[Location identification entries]
++++++

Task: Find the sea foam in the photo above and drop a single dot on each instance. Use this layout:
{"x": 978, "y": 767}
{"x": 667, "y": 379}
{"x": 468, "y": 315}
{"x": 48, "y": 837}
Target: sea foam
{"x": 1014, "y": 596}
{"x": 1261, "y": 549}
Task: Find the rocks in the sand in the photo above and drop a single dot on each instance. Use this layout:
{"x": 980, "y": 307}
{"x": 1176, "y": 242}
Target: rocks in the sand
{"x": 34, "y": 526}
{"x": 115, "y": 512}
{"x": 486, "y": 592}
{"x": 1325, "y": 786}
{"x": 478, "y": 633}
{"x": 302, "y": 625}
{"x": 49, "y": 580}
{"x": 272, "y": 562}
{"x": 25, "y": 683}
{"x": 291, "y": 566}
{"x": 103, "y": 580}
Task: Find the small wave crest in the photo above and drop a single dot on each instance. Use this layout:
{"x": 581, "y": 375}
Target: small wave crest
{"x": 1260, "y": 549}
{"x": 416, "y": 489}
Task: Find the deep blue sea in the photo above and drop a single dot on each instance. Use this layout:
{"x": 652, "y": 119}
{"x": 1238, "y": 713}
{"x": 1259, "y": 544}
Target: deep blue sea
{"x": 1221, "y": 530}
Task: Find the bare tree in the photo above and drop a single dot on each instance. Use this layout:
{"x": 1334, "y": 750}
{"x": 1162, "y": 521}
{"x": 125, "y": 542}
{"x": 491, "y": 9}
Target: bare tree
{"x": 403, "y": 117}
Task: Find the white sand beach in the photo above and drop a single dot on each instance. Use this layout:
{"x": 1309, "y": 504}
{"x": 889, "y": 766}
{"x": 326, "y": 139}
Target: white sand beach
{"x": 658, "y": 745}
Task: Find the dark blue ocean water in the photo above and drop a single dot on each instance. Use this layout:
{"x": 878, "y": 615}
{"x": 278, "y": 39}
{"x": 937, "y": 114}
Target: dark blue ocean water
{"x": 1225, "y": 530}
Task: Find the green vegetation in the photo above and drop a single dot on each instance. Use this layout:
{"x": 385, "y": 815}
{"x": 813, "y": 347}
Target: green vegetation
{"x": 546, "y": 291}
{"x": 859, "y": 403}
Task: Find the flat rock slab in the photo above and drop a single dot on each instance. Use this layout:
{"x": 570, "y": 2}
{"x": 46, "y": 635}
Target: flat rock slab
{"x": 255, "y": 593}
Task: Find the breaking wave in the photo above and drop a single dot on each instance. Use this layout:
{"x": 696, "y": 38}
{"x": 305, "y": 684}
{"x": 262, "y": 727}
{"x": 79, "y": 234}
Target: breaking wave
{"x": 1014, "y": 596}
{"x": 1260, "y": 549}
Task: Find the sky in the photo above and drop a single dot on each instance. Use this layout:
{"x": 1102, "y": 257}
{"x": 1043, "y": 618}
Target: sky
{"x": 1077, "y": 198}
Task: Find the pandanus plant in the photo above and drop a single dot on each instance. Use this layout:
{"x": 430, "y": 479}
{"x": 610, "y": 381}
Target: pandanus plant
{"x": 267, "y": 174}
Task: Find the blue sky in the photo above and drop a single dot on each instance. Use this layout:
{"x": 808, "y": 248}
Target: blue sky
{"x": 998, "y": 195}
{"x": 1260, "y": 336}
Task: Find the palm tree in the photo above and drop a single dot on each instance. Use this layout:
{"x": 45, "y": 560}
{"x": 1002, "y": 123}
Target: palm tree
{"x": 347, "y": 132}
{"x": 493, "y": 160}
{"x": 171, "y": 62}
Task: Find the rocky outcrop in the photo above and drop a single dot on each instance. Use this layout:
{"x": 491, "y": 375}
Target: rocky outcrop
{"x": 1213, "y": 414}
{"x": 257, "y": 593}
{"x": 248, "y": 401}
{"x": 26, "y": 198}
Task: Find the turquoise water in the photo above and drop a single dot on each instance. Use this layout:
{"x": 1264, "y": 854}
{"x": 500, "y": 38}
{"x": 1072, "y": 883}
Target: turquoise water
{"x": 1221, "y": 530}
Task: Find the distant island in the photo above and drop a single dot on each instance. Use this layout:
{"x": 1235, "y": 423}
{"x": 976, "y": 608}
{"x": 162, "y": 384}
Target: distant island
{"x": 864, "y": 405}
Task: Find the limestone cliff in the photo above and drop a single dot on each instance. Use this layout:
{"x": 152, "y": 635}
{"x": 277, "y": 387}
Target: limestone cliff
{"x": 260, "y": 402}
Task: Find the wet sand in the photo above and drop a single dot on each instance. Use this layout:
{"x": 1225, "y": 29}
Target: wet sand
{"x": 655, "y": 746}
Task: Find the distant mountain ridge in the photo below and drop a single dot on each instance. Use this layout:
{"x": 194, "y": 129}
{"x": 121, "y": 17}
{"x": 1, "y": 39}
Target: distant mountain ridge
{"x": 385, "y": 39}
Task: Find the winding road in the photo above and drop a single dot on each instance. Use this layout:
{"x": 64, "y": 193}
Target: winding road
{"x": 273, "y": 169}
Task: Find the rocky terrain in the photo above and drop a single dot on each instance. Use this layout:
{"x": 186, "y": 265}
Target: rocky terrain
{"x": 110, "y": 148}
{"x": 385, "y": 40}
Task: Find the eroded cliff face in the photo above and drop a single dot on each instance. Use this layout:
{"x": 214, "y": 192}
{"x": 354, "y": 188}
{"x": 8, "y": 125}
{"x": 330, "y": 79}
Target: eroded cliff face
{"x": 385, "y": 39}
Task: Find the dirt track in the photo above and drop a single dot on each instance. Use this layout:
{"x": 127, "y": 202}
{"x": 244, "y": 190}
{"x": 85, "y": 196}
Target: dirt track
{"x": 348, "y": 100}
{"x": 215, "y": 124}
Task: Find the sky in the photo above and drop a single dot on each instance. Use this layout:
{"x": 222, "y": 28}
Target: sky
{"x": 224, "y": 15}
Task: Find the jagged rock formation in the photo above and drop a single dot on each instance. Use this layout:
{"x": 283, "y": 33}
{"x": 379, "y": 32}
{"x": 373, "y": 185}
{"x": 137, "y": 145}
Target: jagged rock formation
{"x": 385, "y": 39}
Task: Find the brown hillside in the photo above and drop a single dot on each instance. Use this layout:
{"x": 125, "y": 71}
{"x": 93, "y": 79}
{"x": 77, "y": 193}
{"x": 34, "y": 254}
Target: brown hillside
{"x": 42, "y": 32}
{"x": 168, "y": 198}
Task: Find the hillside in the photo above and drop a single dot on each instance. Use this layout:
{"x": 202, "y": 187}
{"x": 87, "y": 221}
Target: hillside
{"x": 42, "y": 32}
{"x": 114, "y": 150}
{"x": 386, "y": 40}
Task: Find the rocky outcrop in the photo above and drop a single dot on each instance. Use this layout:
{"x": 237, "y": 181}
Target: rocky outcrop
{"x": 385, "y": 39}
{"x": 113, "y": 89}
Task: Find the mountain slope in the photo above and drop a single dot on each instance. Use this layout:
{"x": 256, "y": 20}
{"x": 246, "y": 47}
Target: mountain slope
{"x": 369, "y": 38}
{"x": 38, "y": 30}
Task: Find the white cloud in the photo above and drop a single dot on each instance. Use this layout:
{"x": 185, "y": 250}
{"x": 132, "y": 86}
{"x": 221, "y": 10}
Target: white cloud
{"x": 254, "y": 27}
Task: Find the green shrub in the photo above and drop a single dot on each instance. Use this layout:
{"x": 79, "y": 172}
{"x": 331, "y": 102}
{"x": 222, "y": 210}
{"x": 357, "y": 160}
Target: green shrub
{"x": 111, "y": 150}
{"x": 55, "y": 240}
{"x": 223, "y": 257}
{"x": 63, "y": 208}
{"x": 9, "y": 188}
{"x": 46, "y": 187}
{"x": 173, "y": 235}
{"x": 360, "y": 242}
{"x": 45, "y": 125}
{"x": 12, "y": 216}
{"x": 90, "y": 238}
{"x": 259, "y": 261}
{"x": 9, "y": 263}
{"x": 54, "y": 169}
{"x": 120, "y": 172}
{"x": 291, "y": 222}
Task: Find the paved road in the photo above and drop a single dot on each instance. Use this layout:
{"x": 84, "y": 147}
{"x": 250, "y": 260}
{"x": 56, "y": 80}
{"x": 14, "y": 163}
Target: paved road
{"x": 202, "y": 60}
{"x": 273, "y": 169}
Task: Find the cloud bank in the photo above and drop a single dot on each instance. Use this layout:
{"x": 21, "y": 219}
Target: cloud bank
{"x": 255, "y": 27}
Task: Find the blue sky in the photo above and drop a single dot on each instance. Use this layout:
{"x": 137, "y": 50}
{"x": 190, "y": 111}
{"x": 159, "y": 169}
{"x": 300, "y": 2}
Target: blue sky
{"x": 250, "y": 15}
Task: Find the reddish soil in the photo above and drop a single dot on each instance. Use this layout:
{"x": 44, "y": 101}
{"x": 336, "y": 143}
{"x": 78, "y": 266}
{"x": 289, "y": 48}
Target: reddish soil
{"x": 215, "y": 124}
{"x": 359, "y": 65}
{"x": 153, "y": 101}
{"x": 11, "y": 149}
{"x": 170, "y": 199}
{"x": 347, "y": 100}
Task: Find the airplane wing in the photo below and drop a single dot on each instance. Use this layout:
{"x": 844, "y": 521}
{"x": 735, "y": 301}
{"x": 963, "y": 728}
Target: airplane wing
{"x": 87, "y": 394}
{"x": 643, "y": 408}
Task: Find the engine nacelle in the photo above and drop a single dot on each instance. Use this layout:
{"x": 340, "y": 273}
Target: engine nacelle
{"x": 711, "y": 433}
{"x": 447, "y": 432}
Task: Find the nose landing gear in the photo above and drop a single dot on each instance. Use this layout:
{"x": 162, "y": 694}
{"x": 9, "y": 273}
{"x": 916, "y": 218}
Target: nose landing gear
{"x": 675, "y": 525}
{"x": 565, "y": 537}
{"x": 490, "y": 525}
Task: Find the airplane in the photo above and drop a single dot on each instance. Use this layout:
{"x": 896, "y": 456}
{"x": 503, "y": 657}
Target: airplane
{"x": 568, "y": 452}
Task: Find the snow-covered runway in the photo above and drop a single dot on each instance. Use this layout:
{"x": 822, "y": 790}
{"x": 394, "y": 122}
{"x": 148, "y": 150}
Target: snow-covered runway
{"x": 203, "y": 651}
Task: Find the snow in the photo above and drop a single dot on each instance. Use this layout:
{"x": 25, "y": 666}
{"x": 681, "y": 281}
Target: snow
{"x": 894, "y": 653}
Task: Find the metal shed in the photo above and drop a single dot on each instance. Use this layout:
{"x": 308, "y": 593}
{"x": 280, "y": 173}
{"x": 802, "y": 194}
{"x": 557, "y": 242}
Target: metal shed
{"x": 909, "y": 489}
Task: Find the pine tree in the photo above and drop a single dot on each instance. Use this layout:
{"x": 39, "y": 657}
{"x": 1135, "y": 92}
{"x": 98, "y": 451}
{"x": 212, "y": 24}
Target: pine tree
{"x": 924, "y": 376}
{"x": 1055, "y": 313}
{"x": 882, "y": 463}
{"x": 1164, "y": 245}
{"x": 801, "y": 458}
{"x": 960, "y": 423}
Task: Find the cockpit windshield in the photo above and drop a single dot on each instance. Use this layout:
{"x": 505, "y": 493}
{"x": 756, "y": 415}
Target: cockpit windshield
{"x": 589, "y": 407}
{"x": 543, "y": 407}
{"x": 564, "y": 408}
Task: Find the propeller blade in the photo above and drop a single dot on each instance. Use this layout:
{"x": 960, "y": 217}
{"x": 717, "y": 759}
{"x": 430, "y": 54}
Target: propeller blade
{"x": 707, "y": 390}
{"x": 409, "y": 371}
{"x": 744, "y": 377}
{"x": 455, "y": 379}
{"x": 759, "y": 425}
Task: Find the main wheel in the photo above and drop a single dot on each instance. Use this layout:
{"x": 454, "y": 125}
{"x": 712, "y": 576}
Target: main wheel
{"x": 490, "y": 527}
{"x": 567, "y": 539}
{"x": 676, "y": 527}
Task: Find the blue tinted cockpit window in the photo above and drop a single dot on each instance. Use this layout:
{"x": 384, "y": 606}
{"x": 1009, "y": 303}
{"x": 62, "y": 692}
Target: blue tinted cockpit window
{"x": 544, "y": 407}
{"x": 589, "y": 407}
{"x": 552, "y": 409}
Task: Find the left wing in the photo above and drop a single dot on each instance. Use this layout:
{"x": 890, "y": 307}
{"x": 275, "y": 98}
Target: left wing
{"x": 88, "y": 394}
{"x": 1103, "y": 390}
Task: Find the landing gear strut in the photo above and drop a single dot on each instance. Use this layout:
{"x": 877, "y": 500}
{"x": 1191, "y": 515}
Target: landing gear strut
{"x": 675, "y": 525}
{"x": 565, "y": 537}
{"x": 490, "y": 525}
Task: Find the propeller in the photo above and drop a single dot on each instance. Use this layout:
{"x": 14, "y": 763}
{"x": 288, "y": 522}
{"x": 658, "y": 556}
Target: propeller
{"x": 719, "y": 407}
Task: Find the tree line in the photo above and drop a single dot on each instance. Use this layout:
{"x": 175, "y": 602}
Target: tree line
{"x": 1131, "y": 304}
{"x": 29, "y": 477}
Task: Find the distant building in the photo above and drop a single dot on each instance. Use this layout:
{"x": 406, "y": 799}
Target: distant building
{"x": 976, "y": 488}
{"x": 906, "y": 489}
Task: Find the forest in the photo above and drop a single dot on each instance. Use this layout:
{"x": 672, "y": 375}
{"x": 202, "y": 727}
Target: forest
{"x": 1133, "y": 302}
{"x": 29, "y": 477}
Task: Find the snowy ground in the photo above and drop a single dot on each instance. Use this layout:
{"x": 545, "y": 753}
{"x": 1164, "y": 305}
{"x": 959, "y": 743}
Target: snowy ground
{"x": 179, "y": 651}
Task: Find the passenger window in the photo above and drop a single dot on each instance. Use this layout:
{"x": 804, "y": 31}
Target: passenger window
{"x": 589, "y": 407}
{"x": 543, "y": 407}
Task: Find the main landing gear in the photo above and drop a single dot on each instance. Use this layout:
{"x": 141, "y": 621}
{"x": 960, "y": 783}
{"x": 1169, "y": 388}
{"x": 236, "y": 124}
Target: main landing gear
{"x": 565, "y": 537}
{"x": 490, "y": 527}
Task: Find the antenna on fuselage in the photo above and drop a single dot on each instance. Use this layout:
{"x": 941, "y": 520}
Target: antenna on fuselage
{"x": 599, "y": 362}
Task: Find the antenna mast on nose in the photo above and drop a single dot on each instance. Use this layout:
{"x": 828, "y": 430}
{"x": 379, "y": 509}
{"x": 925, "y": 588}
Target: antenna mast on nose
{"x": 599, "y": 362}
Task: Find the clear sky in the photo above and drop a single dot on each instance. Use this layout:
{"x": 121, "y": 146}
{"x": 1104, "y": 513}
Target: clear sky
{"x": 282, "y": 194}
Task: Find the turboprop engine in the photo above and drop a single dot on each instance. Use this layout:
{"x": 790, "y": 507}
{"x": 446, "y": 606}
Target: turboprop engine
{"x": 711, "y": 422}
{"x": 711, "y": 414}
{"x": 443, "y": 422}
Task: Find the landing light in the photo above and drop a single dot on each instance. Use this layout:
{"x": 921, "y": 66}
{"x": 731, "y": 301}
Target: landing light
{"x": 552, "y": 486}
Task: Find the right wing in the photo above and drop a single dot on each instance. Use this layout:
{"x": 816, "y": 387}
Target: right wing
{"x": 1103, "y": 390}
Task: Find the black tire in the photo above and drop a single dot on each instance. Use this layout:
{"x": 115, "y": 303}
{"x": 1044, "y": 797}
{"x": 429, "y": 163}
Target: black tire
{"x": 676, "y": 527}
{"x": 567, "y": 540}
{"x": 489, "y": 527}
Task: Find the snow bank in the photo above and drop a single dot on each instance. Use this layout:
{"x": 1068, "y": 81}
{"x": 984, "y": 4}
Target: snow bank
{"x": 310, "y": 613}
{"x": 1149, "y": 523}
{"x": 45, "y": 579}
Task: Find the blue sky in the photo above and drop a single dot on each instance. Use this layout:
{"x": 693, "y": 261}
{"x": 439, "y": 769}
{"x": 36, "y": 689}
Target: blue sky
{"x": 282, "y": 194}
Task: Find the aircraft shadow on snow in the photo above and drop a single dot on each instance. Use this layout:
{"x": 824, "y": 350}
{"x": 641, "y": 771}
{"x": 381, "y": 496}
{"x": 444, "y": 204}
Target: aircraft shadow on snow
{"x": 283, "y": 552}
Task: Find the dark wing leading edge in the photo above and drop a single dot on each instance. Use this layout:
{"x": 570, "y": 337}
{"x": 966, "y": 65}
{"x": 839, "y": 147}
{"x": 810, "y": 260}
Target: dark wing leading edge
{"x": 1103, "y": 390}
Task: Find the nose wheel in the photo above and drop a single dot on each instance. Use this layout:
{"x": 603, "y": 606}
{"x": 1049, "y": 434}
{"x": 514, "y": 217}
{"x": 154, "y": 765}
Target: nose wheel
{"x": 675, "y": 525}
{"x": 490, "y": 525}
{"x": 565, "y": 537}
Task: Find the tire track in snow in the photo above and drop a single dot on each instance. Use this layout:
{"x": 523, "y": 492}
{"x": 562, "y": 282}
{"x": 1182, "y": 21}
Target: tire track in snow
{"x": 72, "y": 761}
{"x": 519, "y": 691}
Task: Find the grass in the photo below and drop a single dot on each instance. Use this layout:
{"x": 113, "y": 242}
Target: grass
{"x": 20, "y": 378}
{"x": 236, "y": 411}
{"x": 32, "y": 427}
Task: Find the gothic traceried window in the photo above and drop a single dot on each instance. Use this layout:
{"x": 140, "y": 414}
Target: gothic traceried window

++++++

DO THIS: Reproduce exactly the lines from the one with "Task: Find the dark wing" through the end of the entries above, both ends included.

SOLUTION TO THE PROBLEM:
Task: Find the dark wing leading edge in the photo above and drop a single dot on each instance. Use this layout:
{"x": 570, "y": 337}
{"x": 966, "y": 65}
{"x": 839, "y": 147}
{"x": 810, "y": 260}
Target: dark wing leading edge
{"x": 1103, "y": 390}
Task: Find the nose wheel in the photo above and drop a single dot on each instance. Use this layout:
{"x": 603, "y": 606}
{"x": 1049, "y": 434}
{"x": 514, "y": 217}
{"x": 154, "y": 765}
Target: nose wheel
{"x": 675, "y": 525}
{"x": 490, "y": 525}
{"x": 565, "y": 537}
Task: Find the tire track in snow in the photo above and drop a single dot on each instance. Use this layout:
{"x": 523, "y": 492}
{"x": 562, "y": 282}
{"x": 1182, "y": 21}
Target: tire track in snow
{"x": 72, "y": 761}
{"x": 519, "y": 691}
Task: Find the grass in the photo below and drop a single dot on each instance. Use this layout:
{"x": 113, "y": 242}
Target: grass
{"x": 20, "y": 378}
{"x": 236, "y": 411}
{"x": 32, "y": 427}
Task: Find the gothic traceried window in the photo above and drop a single dot on each instance. Use this layout:
{"x": 140, "y": 414}
Target: gothic traceried window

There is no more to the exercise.